**Written task 1:** Rewrite everything in the email thread from "(e.g. do you" down to "would be nice.", putting "a spreadsheet" wherever "Excel" appears.
**Written task 2:** Continue the email thread about the firewall policy script from the point where it stops.

**Page text:**

>>>

2013-09-24 Thread Ben Dale
Just blew the dust off it and it still works ; )

http://pastebin.com/xiszACPf

If you're applying this to a chassis cluster, you may need to replace the line:

for-each ($policies-list/security-context/policies) {

with 

for-each ($policies-list/multi-routing-engine-item/security-context/policies) {

Enjoy,

Ben

On 24/09/2013, at 4:43 PM, Maarten van der Hoek maar...@vanderhoek.nl wrote:

 Hi Ben,
 
 Did you succeed in building that script ?
 (e.g. do you have it somewhere ? ;-) )
 
 We've been playing with exports and then import in Excel...but still not
 very nice.. 
 A better solution would be nice.
 (we can't you Junos-Space / or so because most deployments are in separate
 Small / Branch offices)

<<<

Stored dataset items
>>>

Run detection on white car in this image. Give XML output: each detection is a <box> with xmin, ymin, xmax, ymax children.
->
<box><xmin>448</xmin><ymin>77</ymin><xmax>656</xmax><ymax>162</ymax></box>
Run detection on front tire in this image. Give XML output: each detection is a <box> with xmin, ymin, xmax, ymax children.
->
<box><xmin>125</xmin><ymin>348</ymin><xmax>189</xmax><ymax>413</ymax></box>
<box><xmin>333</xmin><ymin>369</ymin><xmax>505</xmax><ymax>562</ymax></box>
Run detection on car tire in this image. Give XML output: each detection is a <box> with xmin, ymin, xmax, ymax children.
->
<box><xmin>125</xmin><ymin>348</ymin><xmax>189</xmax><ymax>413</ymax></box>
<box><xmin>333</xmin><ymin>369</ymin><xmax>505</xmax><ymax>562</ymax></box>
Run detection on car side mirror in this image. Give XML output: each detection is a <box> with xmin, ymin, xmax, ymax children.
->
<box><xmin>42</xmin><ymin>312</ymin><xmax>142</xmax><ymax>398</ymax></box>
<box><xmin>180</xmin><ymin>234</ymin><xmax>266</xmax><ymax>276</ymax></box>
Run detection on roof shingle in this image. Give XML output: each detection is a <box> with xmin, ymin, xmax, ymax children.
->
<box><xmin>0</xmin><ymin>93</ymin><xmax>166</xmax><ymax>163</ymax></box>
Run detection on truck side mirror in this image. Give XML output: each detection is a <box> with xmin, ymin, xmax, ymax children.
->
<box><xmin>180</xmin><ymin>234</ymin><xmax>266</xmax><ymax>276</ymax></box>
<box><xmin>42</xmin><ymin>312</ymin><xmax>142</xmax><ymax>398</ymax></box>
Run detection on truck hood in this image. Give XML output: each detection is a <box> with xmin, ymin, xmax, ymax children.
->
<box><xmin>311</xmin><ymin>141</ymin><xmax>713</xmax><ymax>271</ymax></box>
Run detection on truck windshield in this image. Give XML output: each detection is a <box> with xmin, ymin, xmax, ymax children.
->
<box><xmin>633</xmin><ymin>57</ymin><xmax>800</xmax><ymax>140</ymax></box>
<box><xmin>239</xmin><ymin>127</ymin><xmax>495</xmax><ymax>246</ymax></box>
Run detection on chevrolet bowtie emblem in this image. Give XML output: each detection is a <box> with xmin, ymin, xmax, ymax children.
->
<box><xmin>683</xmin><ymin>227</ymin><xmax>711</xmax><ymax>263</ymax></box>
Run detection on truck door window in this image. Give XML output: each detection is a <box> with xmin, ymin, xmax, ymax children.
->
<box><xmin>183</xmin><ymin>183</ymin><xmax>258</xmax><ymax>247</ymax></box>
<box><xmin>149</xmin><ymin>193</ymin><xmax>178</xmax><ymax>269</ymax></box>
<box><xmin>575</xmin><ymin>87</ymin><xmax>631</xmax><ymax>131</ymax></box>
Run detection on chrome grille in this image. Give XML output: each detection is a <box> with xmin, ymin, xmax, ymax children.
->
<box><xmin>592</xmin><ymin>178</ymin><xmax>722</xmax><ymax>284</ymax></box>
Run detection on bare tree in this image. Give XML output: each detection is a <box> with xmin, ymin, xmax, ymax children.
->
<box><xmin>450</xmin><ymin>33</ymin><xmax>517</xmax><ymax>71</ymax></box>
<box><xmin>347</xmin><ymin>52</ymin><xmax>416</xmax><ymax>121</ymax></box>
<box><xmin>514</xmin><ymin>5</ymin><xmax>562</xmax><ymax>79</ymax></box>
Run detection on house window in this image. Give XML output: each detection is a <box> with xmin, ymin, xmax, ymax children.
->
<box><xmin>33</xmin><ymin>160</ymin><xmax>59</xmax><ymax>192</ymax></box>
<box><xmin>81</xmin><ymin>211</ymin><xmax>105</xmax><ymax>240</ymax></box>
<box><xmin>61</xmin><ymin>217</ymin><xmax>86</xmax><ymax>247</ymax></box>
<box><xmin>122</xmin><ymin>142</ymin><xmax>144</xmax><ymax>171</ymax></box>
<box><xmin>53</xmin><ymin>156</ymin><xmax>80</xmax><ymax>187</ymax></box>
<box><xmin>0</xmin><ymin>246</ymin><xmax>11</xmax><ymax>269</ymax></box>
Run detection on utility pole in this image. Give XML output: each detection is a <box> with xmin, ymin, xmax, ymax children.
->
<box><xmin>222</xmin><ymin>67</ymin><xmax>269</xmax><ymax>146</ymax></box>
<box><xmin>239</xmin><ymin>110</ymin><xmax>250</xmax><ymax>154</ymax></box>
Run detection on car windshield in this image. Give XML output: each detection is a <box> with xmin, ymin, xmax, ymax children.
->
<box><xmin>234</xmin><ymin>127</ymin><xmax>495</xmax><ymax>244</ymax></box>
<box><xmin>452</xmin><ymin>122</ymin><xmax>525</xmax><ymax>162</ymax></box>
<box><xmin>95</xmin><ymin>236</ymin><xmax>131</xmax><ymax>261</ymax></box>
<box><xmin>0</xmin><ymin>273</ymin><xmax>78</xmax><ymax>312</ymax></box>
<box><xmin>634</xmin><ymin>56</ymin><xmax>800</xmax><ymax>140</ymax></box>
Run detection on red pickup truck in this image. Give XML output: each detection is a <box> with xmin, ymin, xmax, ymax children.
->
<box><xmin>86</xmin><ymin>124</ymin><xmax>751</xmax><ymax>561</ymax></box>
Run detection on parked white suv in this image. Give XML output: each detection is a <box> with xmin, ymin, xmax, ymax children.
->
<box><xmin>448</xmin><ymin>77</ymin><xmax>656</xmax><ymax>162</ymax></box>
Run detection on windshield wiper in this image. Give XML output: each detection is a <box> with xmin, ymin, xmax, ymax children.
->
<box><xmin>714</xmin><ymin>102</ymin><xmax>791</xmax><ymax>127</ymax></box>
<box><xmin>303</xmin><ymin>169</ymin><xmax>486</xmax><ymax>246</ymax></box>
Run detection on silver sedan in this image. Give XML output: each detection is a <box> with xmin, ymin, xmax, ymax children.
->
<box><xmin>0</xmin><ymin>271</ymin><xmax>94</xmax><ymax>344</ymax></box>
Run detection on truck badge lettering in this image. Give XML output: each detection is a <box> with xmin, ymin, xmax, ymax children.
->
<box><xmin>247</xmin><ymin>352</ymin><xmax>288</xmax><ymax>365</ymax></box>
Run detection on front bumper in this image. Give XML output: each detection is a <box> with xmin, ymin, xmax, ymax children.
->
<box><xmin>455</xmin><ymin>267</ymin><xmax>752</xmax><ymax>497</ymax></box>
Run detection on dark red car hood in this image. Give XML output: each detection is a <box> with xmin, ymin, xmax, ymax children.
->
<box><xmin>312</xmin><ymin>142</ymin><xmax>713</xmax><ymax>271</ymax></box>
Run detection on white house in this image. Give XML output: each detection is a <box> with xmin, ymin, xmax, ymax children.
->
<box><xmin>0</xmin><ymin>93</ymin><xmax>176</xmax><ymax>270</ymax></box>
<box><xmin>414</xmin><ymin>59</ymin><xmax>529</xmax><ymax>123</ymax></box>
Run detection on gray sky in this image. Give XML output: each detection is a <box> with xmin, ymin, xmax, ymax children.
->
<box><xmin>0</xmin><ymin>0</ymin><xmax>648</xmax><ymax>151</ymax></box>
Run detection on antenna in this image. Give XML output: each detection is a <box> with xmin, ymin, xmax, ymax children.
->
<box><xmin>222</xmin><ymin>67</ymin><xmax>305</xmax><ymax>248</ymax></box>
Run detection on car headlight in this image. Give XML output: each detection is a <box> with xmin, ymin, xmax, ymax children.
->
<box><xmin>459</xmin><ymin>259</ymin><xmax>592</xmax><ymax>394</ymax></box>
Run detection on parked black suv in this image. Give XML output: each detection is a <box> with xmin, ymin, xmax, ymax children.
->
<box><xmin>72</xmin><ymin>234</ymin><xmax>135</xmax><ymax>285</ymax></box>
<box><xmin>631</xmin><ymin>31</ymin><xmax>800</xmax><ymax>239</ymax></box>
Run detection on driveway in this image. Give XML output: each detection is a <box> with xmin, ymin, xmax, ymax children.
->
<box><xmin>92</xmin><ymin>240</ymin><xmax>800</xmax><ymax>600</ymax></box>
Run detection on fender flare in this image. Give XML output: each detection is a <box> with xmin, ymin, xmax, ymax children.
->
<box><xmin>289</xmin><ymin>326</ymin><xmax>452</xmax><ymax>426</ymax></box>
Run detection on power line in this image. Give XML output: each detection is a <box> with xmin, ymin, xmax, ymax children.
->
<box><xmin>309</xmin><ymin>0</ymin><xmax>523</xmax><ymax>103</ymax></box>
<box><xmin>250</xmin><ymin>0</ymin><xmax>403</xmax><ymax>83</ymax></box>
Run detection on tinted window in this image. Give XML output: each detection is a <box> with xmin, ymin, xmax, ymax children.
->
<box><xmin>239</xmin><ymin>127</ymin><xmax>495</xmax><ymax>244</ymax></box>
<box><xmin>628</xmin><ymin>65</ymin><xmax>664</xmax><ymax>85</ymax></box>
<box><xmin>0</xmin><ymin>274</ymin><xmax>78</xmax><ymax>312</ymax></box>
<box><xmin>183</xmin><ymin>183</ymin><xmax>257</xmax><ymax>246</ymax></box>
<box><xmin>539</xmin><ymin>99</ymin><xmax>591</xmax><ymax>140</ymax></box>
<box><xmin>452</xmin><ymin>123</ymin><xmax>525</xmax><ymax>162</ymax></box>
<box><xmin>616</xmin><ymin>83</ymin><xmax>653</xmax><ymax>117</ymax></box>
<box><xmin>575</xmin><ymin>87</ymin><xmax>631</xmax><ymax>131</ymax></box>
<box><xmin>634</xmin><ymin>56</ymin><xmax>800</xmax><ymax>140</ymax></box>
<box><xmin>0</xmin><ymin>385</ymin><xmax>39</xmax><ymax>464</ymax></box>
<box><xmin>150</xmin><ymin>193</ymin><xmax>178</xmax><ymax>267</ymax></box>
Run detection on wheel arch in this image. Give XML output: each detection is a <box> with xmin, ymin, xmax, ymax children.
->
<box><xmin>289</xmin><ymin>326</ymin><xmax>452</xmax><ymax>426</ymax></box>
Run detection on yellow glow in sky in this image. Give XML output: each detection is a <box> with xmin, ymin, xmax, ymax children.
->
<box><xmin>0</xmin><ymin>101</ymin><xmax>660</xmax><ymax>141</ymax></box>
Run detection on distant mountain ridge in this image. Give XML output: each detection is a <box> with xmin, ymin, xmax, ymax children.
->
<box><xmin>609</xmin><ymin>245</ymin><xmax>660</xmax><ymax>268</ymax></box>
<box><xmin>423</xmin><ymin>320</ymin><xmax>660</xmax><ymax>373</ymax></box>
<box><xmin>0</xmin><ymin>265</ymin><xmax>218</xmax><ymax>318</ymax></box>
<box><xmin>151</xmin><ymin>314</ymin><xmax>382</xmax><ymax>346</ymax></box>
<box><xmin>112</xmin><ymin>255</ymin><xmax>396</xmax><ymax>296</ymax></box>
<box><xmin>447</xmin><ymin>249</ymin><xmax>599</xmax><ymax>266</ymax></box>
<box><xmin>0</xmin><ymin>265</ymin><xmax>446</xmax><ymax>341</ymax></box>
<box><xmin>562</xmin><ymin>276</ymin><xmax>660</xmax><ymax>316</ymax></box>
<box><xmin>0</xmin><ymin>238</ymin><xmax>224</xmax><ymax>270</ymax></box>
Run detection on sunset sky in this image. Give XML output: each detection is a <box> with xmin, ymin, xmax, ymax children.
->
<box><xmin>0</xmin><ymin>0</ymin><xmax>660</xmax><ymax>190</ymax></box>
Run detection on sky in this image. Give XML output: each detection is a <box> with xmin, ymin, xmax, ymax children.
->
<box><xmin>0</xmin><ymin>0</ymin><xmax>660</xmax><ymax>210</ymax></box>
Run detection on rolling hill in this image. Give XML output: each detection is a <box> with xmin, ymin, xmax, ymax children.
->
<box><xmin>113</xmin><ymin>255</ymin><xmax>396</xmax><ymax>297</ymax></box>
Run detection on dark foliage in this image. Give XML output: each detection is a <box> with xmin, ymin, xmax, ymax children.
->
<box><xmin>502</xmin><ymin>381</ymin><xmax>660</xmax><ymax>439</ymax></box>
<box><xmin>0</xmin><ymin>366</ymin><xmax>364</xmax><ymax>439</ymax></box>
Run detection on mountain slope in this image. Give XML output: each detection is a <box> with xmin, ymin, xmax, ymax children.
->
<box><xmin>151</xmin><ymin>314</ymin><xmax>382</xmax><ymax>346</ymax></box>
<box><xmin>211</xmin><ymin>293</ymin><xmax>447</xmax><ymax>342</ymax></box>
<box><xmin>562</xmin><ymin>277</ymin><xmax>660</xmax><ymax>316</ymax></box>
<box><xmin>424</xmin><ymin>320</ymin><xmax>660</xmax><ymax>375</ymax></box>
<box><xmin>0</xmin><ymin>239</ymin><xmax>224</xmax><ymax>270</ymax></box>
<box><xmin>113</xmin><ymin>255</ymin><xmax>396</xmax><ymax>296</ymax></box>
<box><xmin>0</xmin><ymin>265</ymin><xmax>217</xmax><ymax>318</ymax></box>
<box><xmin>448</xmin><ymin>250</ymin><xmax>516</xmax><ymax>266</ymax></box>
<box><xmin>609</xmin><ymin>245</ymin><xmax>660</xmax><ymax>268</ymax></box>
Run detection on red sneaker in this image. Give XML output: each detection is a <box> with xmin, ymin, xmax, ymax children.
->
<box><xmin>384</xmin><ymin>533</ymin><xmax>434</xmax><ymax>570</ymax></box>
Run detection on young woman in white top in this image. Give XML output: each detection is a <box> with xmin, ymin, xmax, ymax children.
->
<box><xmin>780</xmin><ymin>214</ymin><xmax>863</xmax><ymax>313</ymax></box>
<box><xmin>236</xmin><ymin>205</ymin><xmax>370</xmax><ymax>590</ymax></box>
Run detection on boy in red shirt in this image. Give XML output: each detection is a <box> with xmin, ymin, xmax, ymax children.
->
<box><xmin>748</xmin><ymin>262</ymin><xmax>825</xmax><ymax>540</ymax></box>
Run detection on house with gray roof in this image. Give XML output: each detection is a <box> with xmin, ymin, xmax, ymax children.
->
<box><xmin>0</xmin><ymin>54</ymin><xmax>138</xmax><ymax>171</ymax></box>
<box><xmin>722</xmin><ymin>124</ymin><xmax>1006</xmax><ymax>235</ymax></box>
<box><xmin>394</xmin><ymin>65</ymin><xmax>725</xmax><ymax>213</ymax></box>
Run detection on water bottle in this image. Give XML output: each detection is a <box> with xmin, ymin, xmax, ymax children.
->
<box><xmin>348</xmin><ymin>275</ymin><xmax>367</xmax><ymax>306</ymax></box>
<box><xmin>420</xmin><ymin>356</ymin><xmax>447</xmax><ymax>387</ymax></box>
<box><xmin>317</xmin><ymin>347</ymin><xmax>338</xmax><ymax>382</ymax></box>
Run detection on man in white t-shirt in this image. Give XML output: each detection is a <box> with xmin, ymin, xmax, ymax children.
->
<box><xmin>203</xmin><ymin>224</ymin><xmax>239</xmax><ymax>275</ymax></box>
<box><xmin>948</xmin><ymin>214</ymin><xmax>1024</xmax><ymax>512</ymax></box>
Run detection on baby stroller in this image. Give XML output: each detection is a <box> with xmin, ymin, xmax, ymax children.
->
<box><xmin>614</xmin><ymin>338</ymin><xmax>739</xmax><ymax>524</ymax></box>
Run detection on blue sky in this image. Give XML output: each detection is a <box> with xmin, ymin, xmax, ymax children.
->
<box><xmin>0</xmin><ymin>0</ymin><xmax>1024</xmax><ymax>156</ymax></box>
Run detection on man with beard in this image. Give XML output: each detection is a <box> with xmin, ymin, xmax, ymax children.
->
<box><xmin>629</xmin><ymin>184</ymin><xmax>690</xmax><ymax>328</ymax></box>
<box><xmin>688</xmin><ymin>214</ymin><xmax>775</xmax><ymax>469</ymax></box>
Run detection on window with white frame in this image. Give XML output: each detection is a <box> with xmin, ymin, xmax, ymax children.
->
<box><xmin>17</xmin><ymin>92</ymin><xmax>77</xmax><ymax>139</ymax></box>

<<<

**Output 1:**
(e.g. do you have it somewhere ? ;-) )
 
 We've been playing with exports and then import in a spreadsheet...but still not
 very nice.. 
 A better solution would be nice.

**Output 2:**
 Brgds,
 
 Maarten van der Hoek
 
 -Oorspronkelijk bericht-
 Van: juniper-nsp [mailto:juniper-nsp-boun...@puck.nether.net] Namens Ben
 Dale
 Verzonden: dinsdag 24 september 2013 6:46
 Aan: Edward Dore
 CC: juniper-nsp@puck.nether.net; Harri Makela
 Onderwerp: Re: [j-nsp] SRX Command
 
 After I spent a bit of time building an op script to print policy matches
 out in a nicely formatted table, I notice that this feature is now available
 for all policies even without the then count action from 12.1:
 
 show security policies hit-count
 
 Cheers,
 
 Ben
 
 On 24/09/2013, at 8:45 AM, Edward Dore
 edward.d...@freethought-internet.co.uk wrote:
 
 You'll need to add the count action to the then statement on each
 security policy if you want to track the number of times that the policy has
 been matched.
 
 Edward Dore
 Freethought Internet
 
 On 23 Sep 2013, at 23:08, Harri Makela wrote:
 
 Hi All
 
 Is there any command in SRX which I can use to check number of times FW
 policy has been used. Actually I want to clear all FW policies which are
 not being used for last 12 months or so.  I don`t know much about scripting
 but can try to get some help if I can think of a command which can be rung
 through different zones combinations.
 
 
 Thanks in Advance !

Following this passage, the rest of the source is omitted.